[Excerpted passage]
┏━━
# Flow vs Basics



## Cryozombie (Dec 13, 2005)

I hear a lot of talk about flow, and about mastering the basics.

Id say being able to do both is important to being "well rounded" but at what point do you transition.  (almost) No one's basics are perfect, and we could spend a lifetime mastering them... so at what point do you "move on" and work on other things?   A lot of people here seem to imply NEVER, but I don't think they mean it that way, because that leaves no room for growth...

So where do you guys feel the balance point is?


----------



## Grey Eyed Bandit (Dec 13, 2005)

Technopunk said:
			
		

> I hear a lot of talk about flow, and about mastering the basics.
> 
> Id say being able to do both is important to being "well rounded" but at what point do you transition. (almost) No one's basics are perfect, and we could spend a lifetime mastering them... so at what point do you "move on" and work on other things?


 
Excuse me but what is that supposed to mean? "Moving on"?


----------



## Navarre (Dec 13, 2005)

In my styler of ju-jitsu there are no "basics". There are only concepts that are reflected in various techniques. We employ the concepts in each technique and work to refine the execution of the technique itself. 

One of the concepts of all of the techniques is "flow". So, by working the technique and adhering to the concept, the "basic" (the technique) and the "flow" (the concept) become one.


----------



## Grey Eyed Bandit (Dec 13, 2005)

Navarre said:
			
		

> In my styler of ju-jitsu there are no "basics".


 
In ours there are. Your point is?


----------



## Cryozombie (Dec 13, 2005)

Nimravus said:
			
		

> Excuse me but what is that supposed to mean? "Moving on"?


 
By "Moving on" I mean... well, like when you start, you work the basics, you learn Ukemi, stances, sanshin, Kihon Happo, and that is your FOCUS... it may not be the only thing you learn, but its your main... what is a good word... PURPOSE... at that time in your training.  I think at some point that focus shifts, you never stop working on and using those basics, but at some point you start looking at, I dunno, other stuff?? How they apply, or the space around your opponent, or the other dynamics in a confrontation... as opposed to the gross motor movements of the Sanshin, or the stances... 

I guess, Moving on means looking at "more" in terms of your taijutsu.


----------



## Cryozombie (Dec 13, 2005)

Nimravus said:
			
		

> In ours there are. Your point is?


 
play nice.


----------



## Grey Eyed Bandit (Dec 13, 2005)
┗━━
[Given information]
┏━━
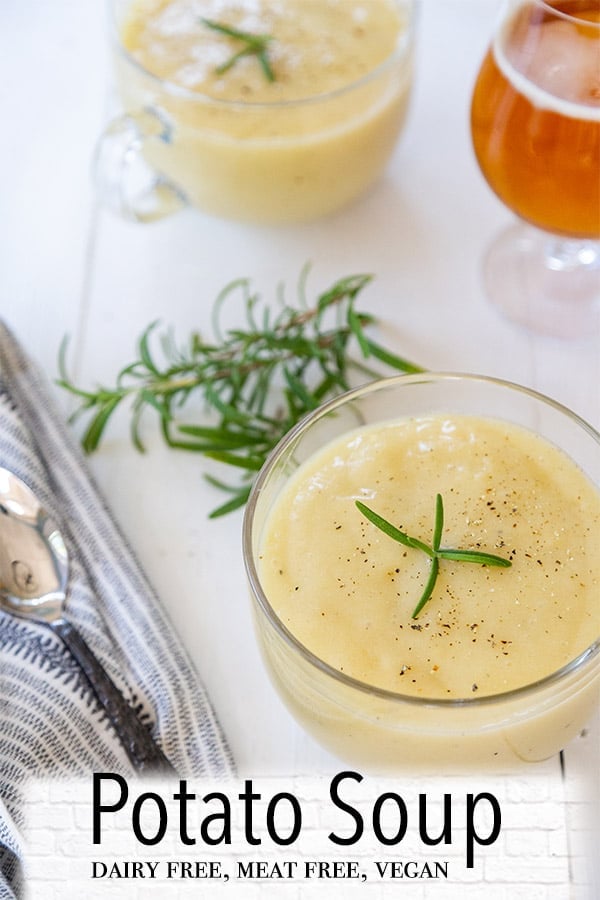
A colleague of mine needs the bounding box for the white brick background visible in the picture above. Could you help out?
┗━━
[Work to complete] Reproduce the passage of the flow-versus-basics thread starting at "One of the concepts" and ending at "concept) become one.".

[Problem solution]
One of the concepts of all of the techniques is "flow". So, by working the technique and adhering to the concept, the "basic" (the technique) and the "flow" (the concept) become one.